TASK DETAILS: Word for word, write out the entries that follow, omitting all pictures.

RECORDS TO PROCESS:
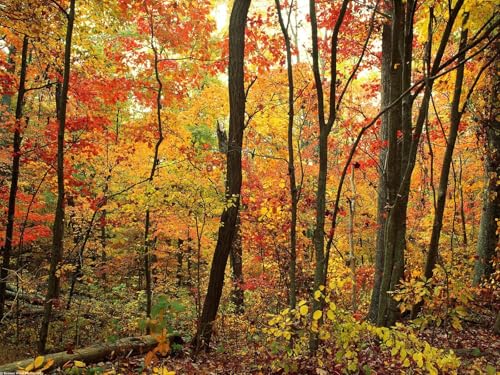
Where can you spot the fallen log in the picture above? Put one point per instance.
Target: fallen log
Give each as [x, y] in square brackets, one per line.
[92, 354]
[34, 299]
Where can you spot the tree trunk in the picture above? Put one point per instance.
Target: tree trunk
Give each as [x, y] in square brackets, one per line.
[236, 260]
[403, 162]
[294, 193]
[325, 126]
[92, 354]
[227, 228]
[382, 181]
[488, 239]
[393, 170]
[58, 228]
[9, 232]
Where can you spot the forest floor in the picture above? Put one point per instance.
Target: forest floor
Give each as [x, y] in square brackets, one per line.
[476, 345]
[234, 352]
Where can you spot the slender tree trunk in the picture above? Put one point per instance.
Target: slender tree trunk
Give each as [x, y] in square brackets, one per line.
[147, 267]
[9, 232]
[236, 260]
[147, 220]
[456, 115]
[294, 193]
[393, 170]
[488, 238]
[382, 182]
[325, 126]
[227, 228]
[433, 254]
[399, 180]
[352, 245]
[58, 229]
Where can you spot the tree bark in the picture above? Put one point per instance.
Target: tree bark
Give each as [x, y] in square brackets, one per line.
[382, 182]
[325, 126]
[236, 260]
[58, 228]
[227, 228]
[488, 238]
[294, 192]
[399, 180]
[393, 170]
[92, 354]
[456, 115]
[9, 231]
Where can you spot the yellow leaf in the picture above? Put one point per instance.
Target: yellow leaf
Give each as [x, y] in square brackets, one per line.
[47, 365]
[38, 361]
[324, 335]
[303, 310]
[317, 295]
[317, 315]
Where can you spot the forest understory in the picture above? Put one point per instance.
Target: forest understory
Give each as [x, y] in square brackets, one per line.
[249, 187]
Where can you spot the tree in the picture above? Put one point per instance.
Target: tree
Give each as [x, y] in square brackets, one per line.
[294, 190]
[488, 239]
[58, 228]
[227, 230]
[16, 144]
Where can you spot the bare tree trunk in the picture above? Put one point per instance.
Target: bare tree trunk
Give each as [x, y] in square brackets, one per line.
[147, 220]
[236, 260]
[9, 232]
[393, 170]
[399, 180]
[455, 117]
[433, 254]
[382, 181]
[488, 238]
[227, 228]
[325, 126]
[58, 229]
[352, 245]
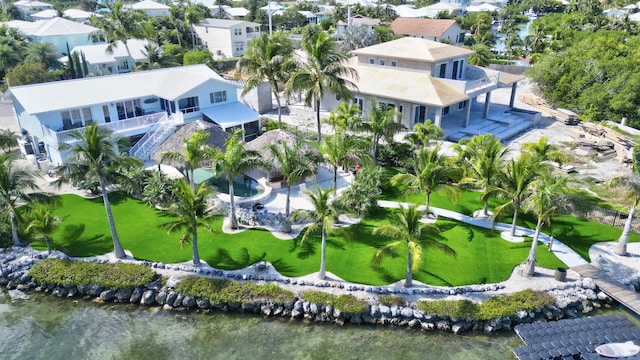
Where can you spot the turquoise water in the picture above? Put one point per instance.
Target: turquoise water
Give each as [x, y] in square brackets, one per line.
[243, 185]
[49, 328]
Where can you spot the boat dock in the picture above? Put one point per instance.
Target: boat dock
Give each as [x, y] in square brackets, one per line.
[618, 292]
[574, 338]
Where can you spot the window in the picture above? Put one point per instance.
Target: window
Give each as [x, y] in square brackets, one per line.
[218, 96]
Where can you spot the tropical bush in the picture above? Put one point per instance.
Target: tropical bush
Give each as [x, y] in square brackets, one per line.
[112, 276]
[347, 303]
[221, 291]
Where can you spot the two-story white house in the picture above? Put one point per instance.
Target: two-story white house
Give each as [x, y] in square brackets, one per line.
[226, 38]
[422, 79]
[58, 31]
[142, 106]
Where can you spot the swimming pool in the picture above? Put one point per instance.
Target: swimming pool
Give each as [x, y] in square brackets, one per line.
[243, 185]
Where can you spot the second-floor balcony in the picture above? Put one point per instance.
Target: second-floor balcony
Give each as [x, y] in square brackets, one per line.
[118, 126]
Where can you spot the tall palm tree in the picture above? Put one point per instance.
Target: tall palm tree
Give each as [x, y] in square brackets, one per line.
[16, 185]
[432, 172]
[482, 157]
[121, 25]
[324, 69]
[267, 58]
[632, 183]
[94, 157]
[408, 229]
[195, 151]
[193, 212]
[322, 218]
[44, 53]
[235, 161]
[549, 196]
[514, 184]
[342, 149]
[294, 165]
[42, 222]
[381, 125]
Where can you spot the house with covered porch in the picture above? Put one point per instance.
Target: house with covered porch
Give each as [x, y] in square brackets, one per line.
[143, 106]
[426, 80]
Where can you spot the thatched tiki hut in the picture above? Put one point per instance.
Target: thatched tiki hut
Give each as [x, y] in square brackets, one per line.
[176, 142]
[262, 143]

EXERCISE SOLUTION:
Where can you spot the fallen log in the picture above? Put one point per instance.
Target: fallen log
Give each as [x, y] in square brackets, one per line.
[92, 354]
[34, 299]
Where can you spot the tree trunk in the picture above? Put one point per instance.
Target: tree trunk
Give each as [x, y] in square brackets, one per line.
[236, 260]
[403, 162]
[294, 193]
[325, 126]
[92, 354]
[227, 228]
[382, 181]
[488, 239]
[393, 170]
[58, 228]
[9, 232]
Where can you spot the forest floor in the picture above? Put one point per instance.
Target: forest floor
Give each as [x, y] in square brackets, one per line.
[476, 345]
[234, 352]
Where can you spot the slender tree trunk in the picture above? Put one point per instance.
Target: slender tree trunk
Give each as [x, y] in square brackets, one per line.
[147, 267]
[9, 232]
[236, 260]
[147, 220]
[456, 115]
[294, 193]
[393, 170]
[488, 238]
[382, 182]
[325, 126]
[227, 228]
[433, 254]
[399, 180]
[352, 245]
[58, 229]
Where can you spot the tree bark in the picture above? Put one point per instance.
Target: tree bark
Give each as [x, y] in square brackets, one per line.
[382, 182]
[325, 126]
[236, 260]
[58, 228]
[227, 228]
[488, 238]
[294, 192]
[399, 180]
[393, 170]
[92, 354]
[456, 115]
[9, 231]
Where can you spot the yellow leaf in the picture above? Put one point per instance.
Target: yellow leaf
Give each as [x, y] in square brackets, one per line.
[47, 365]
[38, 361]
[324, 335]
[303, 310]
[317, 295]
[317, 315]
Where can you spot the forest understory in the picture above? Put one point per instance.
Target: forest understory
Give each as [x, y] in square brackets, one per line.
[249, 187]
Where can you spot the tree in the picture above? Put one point per instance.
Target: tree
Give each as [x, y] in square brackets, one per line.
[294, 190]
[488, 239]
[58, 228]
[227, 230]
[16, 144]
Where can you spot the bare tree trunk in the picture above? Put one point per instance.
Target: bare tree trunk
Give each as [x, y] in square brackets, one per line.
[147, 220]
[236, 260]
[9, 232]
[393, 170]
[399, 180]
[455, 117]
[433, 254]
[382, 181]
[488, 238]
[227, 228]
[325, 126]
[58, 229]
[352, 245]
Where can you spot the turquoise water in the picture above? Put one point per instance.
Target: turquoise water
Give each as [x, y] in square brackets, one per line.
[243, 185]
[49, 328]
Where can you spot the boat dock in the picture above? Put one point per instance.
Target: boat dock
Give each as [x, y] in square brackets, one per line.
[618, 292]
[574, 338]
Where can you spot the window in the picture above? Put one point per instance.
Target: window
Give each as [x, y] in square brackets, one per line.
[218, 96]
Where can you spot the tropical bush in the picture above? Put one point per instance.
Target: tropical bush
Give each as [x, y] in square brackets, one per line.
[112, 276]
[347, 303]
[221, 291]
Where can you spot the two-story white house in the picture above? Put one point per instance.
Target: two-story white house
Give each as [x, y] in square brackets, one per line.
[226, 38]
[422, 79]
[58, 31]
[142, 106]
Where can you spot the swimming pool in the picture above? Put one point per instance.
Target: swimming pool
Give each as [x, y] in square brackets, one per line.
[243, 185]
Where can you spot the second-floor balcony in the picture above? Put one point per instance.
Target: second-floor balcony
Give each as [x, y] in square brackets, one per line.
[118, 126]
Where can you spot the tall palm tree in the picture above? Put one point per instance.
Target: tall palm tree
Give each as [x, y] in square brackets, one per line.
[16, 185]
[432, 172]
[482, 157]
[121, 25]
[324, 69]
[267, 58]
[632, 183]
[94, 157]
[408, 229]
[195, 151]
[193, 212]
[322, 218]
[44, 53]
[235, 161]
[549, 196]
[514, 184]
[342, 149]
[294, 165]
[42, 222]
[381, 125]
Where can you spot the house with covered porch in the picture above? Put one point per instance.
Target: house with covered porch
Give each as [x, y] in square brackets, one per line.
[143, 106]
[426, 80]
Where can you spot the thatched tiki hut in the picture above? Put one point per instance.
Target: thatched tiki hut
Give each as [x, y] in square brackets, one per line.
[176, 142]
[262, 143]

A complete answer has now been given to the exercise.